### Description of the task
Please rescale the items below: begin at the line that has "Box each desk surface you see.", stop after the line that has "[213,94,360,222]", and write out those lines again with their wording intact, multiplying every bounding-box coordinate by 2.4 and rounding to whole numbers with halves rounded up. Leave out any picture line.

### Material to process
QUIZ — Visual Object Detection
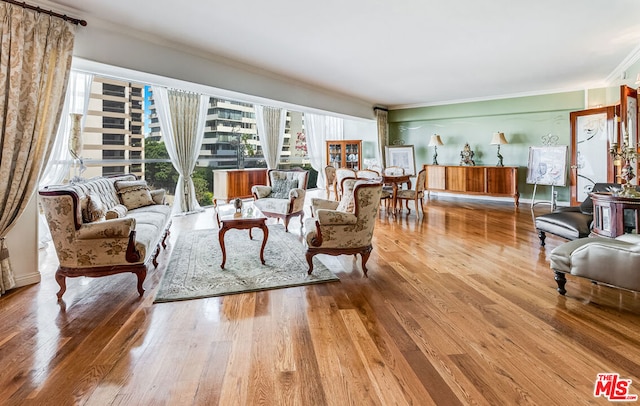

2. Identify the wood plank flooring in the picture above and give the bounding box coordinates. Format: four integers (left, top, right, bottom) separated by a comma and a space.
0, 192, 640, 405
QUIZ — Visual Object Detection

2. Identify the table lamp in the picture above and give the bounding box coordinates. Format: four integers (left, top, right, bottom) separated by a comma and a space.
429, 134, 444, 165
491, 133, 508, 166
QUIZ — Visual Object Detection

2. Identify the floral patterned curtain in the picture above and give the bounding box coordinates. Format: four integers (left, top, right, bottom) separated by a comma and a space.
0, 2, 76, 294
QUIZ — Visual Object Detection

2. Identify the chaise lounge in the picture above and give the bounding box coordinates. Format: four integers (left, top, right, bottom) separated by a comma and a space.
535, 183, 620, 247
550, 234, 640, 295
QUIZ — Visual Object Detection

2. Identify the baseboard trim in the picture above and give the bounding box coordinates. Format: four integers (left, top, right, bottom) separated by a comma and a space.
14, 272, 42, 288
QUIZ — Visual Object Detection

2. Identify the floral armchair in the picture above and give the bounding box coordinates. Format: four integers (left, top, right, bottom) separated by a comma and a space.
251, 169, 309, 231
305, 179, 382, 276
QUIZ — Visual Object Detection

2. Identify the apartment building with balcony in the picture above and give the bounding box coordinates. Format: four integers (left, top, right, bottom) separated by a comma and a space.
82, 76, 144, 178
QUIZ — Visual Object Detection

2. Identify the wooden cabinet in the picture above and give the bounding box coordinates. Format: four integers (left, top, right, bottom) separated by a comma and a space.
326, 140, 362, 171
590, 192, 640, 238
423, 165, 520, 206
213, 168, 267, 203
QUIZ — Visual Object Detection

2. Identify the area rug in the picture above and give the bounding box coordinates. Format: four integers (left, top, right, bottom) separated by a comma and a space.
154, 224, 339, 303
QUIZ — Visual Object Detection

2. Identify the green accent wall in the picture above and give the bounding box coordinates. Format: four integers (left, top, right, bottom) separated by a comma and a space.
389, 91, 585, 202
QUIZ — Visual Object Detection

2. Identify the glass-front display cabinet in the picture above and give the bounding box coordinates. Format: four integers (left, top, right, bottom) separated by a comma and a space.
326, 140, 362, 171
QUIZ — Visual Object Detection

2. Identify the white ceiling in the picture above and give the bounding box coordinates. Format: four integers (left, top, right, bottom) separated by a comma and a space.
51, 0, 640, 107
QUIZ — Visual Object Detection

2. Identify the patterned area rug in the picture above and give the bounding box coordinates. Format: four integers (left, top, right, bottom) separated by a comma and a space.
154, 224, 339, 303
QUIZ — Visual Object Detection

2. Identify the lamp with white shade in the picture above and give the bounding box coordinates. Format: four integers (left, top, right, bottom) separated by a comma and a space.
429, 134, 444, 165
491, 132, 508, 166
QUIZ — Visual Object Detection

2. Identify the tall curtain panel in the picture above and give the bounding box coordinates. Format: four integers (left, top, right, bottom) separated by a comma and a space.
304, 113, 344, 188
254, 104, 287, 169
40, 70, 93, 186
0, 2, 76, 294
38, 70, 93, 247
374, 107, 389, 167
153, 86, 209, 214
304, 113, 327, 188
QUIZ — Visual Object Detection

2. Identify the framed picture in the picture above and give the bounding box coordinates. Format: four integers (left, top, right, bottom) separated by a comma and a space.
384, 145, 416, 176
527, 145, 568, 186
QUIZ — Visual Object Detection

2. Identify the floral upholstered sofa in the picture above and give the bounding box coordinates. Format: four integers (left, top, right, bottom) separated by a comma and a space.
39, 175, 171, 299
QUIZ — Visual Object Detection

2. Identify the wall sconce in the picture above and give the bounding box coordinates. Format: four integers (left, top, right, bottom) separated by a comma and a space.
491, 133, 508, 166
429, 134, 444, 165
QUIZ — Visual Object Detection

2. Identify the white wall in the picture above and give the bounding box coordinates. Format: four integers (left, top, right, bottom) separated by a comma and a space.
74, 20, 373, 119
5, 196, 40, 287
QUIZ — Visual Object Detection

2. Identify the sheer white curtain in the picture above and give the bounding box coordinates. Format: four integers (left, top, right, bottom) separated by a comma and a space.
38, 70, 93, 247
40, 70, 93, 186
304, 113, 327, 189
373, 107, 389, 167
254, 104, 287, 169
153, 86, 209, 214
304, 113, 344, 189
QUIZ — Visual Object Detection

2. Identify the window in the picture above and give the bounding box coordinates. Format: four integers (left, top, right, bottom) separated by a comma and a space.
57, 76, 308, 208
102, 149, 124, 159
102, 83, 124, 97
102, 134, 124, 145
102, 166, 125, 176
102, 117, 124, 130
102, 100, 124, 113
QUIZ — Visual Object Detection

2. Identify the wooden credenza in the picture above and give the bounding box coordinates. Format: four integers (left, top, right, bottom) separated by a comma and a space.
590, 192, 640, 238
213, 168, 267, 203
423, 165, 520, 207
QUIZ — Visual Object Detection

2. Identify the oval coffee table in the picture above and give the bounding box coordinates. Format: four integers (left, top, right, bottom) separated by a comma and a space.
213, 202, 269, 269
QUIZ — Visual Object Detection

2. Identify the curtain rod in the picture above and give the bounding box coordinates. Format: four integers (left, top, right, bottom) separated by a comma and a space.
2, 0, 87, 27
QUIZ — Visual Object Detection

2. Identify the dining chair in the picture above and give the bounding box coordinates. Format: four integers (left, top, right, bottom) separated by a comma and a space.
384, 166, 404, 175
396, 169, 427, 216
324, 165, 337, 199
356, 169, 393, 211
336, 168, 357, 200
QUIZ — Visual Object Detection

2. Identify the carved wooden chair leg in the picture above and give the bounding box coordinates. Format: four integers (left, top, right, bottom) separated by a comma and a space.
554, 271, 567, 296
56, 270, 67, 300
360, 245, 373, 277
135, 266, 147, 296
538, 231, 547, 247
305, 251, 315, 275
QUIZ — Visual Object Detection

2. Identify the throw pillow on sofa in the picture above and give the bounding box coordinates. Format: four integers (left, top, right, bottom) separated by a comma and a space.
80, 193, 107, 223
105, 204, 128, 220
115, 180, 155, 210
269, 179, 298, 199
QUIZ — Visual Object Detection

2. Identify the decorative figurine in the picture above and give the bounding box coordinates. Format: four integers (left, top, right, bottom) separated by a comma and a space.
233, 198, 242, 213
460, 142, 476, 166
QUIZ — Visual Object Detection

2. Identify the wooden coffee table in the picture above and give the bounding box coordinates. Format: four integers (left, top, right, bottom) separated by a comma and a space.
214, 202, 269, 269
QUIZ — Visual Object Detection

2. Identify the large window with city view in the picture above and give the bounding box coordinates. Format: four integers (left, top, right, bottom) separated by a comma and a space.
75, 76, 311, 206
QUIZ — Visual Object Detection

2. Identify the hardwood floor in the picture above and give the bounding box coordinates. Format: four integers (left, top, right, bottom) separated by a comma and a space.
0, 191, 640, 405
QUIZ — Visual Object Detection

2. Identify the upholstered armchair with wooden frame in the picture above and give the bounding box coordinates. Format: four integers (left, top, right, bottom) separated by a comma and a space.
394, 169, 427, 215
305, 179, 382, 276
251, 168, 309, 231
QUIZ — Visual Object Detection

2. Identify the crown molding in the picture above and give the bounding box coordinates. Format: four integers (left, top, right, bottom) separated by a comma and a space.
605, 44, 640, 84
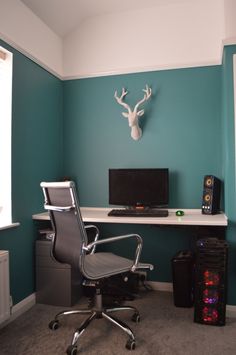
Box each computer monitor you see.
[109,168,169,208]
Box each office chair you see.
[40,181,153,355]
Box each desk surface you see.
[32,207,228,226]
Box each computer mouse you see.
[175,210,184,217]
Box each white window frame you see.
[0,46,19,229]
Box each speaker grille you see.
[202,175,221,214]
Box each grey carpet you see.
[0,291,236,355]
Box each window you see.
[0,46,12,228]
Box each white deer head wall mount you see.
[114,85,152,140]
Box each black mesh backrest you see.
[41,182,87,269]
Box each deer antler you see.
[114,88,131,112]
[134,85,152,112]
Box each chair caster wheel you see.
[48,320,60,330]
[66,345,77,355]
[126,339,135,350]
[131,313,140,323]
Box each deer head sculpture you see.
[114,85,152,140]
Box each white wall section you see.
[63,0,223,78]
[0,0,63,77]
[0,0,236,79]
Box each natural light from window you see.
[0,46,12,228]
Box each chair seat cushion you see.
[83,253,133,280]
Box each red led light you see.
[203,288,219,304]
[203,270,220,286]
[202,307,218,323]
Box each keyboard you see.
[108,209,169,217]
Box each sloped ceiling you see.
[21,0,193,37]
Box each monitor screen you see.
[109,168,169,207]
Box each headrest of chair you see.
[40,181,75,188]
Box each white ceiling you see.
[20,0,190,37]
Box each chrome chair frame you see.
[41,181,153,355]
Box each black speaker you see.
[202,175,221,214]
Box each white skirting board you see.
[0,281,236,328]
[0,293,36,328]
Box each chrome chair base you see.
[49,290,140,355]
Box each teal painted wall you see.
[63,66,222,282]
[222,45,236,304]
[0,37,236,304]
[0,41,63,304]
[64,66,222,208]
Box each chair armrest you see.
[84,224,99,254]
[44,204,75,212]
[83,234,143,272]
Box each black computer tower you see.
[194,238,228,326]
[172,250,194,307]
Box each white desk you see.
[32,207,228,227]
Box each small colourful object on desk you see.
[175,210,184,217]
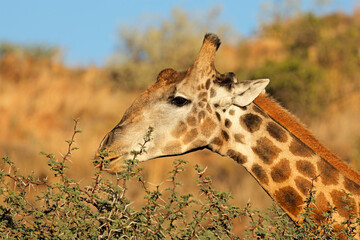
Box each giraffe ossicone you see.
[98,34,360,229]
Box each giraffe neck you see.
[213,94,360,222]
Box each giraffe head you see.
[98,34,269,172]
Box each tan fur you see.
[254,94,360,184]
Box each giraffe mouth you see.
[95,152,129,170]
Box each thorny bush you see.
[0,120,359,239]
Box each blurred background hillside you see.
[0,0,360,232]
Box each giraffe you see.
[98,33,360,229]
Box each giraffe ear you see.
[234,79,270,107]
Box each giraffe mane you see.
[254,94,360,184]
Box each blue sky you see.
[0,0,360,65]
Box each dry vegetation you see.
[0,6,360,234]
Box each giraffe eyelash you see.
[169,96,191,107]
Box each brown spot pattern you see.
[198,111,205,122]
[211,137,223,147]
[240,113,262,133]
[252,137,280,164]
[225,119,232,128]
[234,133,245,143]
[344,177,360,195]
[215,112,221,121]
[266,122,287,142]
[295,176,311,196]
[312,192,330,223]
[183,128,198,144]
[275,186,304,216]
[200,117,216,137]
[205,79,210,90]
[271,158,291,183]
[198,100,206,108]
[330,190,356,218]
[171,121,187,138]
[226,149,247,164]
[253,105,268,118]
[210,88,216,98]
[221,130,229,142]
[317,159,339,185]
[186,116,196,127]
[191,139,207,149]
[161,141,182,154]
[198,92,207,100]
[289,137,314,157]
[296,160,316,179]
[206,104,212,113]
[251,163,269,184]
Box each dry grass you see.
[0,44,360,232]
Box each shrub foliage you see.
[0,120,359,239]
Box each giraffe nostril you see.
[99,131,114,151]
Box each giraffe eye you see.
[170,97,191,107]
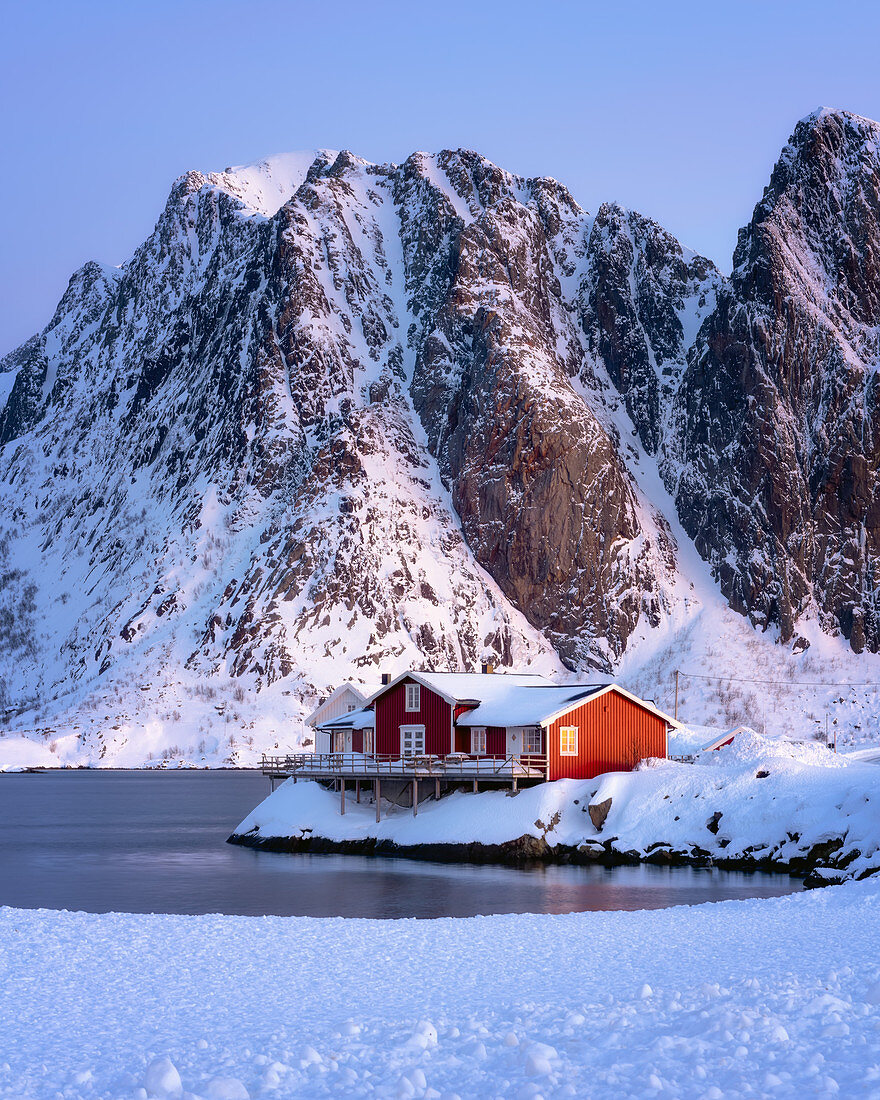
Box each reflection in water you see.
[0,771,801,917]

### Task response
Box each desk surface you see.
[77,497,547,542]
Box each computer mouse you see.
[420,504,442,521]
Box each white window frame you see.
[0,110,46,550]
Box each speaker grille you see.
[485,420,530,514]
Box each grey carpet you see.
[0,698,566,852]
Box each window you see.
[0,110,29,547]
Box each white deer head wall mount you see.
[274,204,365,336]
Box each black mesh backrest you see.
[98,437,209,646]
Box each deer antler you see.
[274,211,314,269]
[322,204,365,269]
Box each chair caster wheel you see.
[115,768,144,792]
[158,828,185,852]
[302,814,324,840]
[314,751,336,775]
Box each deer head sculpture you see.
[274,204,365,336]
Box each white wall section you see.
[151,0,535,187]
[0,0,151,185]
[0,0,566,190]
Box each natural light from window you see.
[0,110,29,547]
Box each chair seat cushion you see.
[199,607,319,672]
Box each red led light you see.
[487,691,526,730]
[487,648,528,686]
[485,737,523,775]
Box each keyboard you see.
[259,502,406,521]
Box each sloped ceiling you see.
[50,0,463,89]
Box each monitor screen you see.
[262,403,406,497]
Box each headrest of chair you see.
[96,434,180,451]
Box each white ceiling you see.
[48,0,456,89]
Box each chrome chair frame you see.
[98,434,367,852]
Box each black speaker you see.
[485,420,530,514]
Box each white skirting board you see.
[0,674,566,787]
[0,703,86,787]
Box each chrome chair base you see.
[118,696,336,852]
Box each teal painted wall you see.
[151,158,533,677]
[533,108,566,730]
[0,89,566,730]
[0,98,151,730]
[154,158,533,499]
Box each chair armrest you see.
[202,538,238,610]
[106,490,180,509]
[199,562,343,653]
Box each black computer tower you see.
[466,571,547,782]
[413,600,466,737]
Box each white desk you see.
[77,497,547,545]
Box each small colourful object on desk you see.
[420,504,442,521]
Box each giraffe ossicone you see.
[235,82,864,550]
Box each giraffe neck you see.
[511,226,864,533]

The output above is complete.